**Extracted text:**

────────────────

Based on the city clustering results in Table 2, we know that Beijing and Changsha belong to class 1 and class 0 respectively, while both Shanghai and Changsha belong to class 0. Beijing to Changsha suffers from the strongest negative transfer effect in Table 5, suggesting significant feature distribution mismatch. The results demonstrate that transfer learning between cities of the same type can effectively reduce negative transfer.
Ablation study
Three components comprise TransCSM, where City Similarity(CS) enables transfer between similar cities, ConvGRU extracts representative features of time series data, and Domain Adaptation(DA) contains a ___domain adversarial neural network to achieve cross-city adaptive transfer. Consequently, this investigation introduces two novel TransCSM variations.
-
TransCSM(w/o CS): The transfer task conduct within the dissimilar city cluster.
-
TransCSM(w/o ConvGRU): The adaptation transfer module removes ConvGRU module.
-
TransCSM(w/o DA): The adaptation transfer module removes ___domain adaptation module.
The results of TransCSM(w/o ConvGRU) and TransCSM(w/o DA) are shown in Table 4. Without DA or ConvGRU blocks, the performance of the model falls short of TransCSM. Nevertheless, TransCSM (w/o ConvGRU) and TransCSM (w/o DA) still perform better than non-transfer models in all four transfer tasks. The Improvement of transfer efficiency attributes to the availability data from the source city as learning samples for predicting express delivery outlets in the target city. The performance of TransCSM is superior to TransCSM (w/o ConvGRU), indicating that the time series information extracted by ConvGRU module improves the predictive ability of express delivery outlets. The performance of TransCSM is superior to TransCSM (w/o DA), indicating that adversarial neural network can help achieve adaptive transfer of cross-city.
Based on the city clustering results in Table 2, We designed TransCSM (w/o CS) for transfer between different types of cities, including the following cases: class 1 to class 0, class 0 to class 1, class 0 to class 2, class 1 to class 2, class 2 to class 0 and class 2 to class 1. Table 6 shows the results of TransCSM (w/o CS) and TransCSM in 2021, and Table 7 shows the predicted results of TransCSM (w/o CS) and TransCSM in 2022. The performance of TransCSM is superior to TransCSM (w/o CS), indicating that Data transfer within the different city cluster will decrease the performance of transfer. We employ ___domain adaptation techniques to align feature distributions between the source and target cities, enabling better generalization in cross-city knowledge transfer. Specifically, by integrating a ___domain classifier with gradient reversal, our model learns ___domain-invariant features, mitigating the negative effects of distribution shifts. Experimental results further confirm that ___domain adaptation significantly improves model transferability compared to direct transfer without adaptation, highlighting the necessity of incorporating ___domain adaptation mechanisms for effective urban knowledge transfer.

────────────────

**Job 1:** In the ablation study text, what does the ConvGRU component of TransCSM do?

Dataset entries
────────────────

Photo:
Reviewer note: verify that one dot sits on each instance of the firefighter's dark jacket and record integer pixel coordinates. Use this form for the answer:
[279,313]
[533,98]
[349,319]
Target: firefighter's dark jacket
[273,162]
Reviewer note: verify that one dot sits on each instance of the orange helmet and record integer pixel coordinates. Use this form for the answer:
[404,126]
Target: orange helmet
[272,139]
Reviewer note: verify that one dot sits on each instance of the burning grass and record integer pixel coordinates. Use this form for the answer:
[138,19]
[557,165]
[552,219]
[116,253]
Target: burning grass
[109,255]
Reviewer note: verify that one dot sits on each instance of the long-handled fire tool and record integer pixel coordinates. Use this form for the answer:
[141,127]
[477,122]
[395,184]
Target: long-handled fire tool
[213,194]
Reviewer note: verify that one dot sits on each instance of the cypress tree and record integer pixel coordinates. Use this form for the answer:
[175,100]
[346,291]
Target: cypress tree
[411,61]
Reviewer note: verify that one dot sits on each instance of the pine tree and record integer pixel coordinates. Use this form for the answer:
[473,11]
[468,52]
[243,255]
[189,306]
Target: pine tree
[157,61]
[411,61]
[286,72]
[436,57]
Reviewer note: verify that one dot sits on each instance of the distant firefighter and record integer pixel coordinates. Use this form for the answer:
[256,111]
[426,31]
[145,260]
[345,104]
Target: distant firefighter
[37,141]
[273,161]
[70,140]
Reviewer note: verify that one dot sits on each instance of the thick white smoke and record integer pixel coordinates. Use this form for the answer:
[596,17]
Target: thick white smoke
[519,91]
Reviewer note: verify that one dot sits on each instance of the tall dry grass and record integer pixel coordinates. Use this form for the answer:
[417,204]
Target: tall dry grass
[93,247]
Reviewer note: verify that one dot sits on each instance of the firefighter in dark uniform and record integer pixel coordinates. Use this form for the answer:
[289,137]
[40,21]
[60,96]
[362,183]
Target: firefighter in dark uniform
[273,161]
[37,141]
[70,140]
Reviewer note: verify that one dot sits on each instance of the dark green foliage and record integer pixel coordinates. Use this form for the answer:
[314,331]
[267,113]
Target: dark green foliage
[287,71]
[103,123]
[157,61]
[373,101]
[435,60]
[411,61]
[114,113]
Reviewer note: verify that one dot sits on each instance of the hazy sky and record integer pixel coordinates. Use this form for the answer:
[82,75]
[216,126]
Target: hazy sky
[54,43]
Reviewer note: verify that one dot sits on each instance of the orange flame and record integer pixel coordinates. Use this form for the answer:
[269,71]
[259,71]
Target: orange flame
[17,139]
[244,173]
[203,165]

────────────────

**Job 2:** Rewrite the entries from the line with "of the hazy" up to and including the last line of the entries, renaming "Target" to "Object" and leaving everything else unchanged.

**Task response 1:** It extracts representative features of time series data.

**Task response 2:**
Reviewer note: verify that one dot sits on each instance of the hazy sky and record integer pixel coordinates. Use this form for the answer:
[82,75]
[216,126]
Object: hazy sky
[54,43]
Reviewer note: verify that one dot sits on each instance of the orange flame and record integer pixel coordinates. Use this form for the answer:
[269,71]
[259,71]
Object: orange flame
[17,139]
[244,173]
[203,165]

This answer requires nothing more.